What is needed: Copy every line of text from the records below and add 143 to each x and y coordinate in the answers, leaving all other lines unchanged and omitting the pictures.

Data shown:
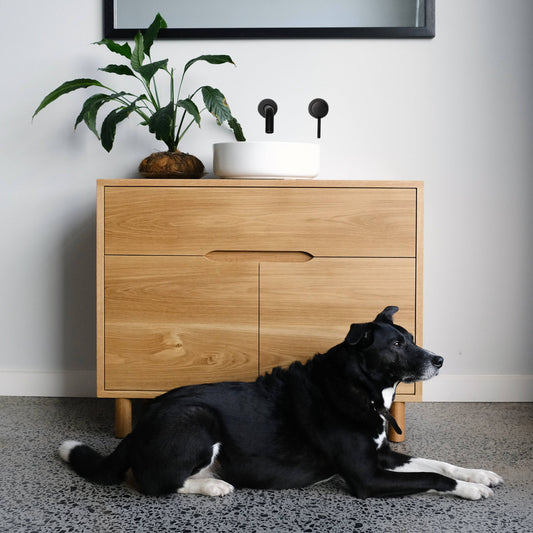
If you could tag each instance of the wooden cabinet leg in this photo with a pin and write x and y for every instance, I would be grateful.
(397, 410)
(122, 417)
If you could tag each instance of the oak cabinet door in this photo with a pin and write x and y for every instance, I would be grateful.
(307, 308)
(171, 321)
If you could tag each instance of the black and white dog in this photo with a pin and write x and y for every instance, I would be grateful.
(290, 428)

Complete answer:
If you could tag each instance of the wooden cabinet leg in this photo with a pin and write x and y for every instance, I would be grateful.
(540, 553)
(265, 560)
If you could tag each instance of the oak cabinet door in this photo with a pin and write x and y for every instance, I would be grateful.
(450, 451)
(314, 464)
If you could tag each instance of the black and white dog in this photo with a pin and write x and y for every instance, I would be grateful.
(433, 571)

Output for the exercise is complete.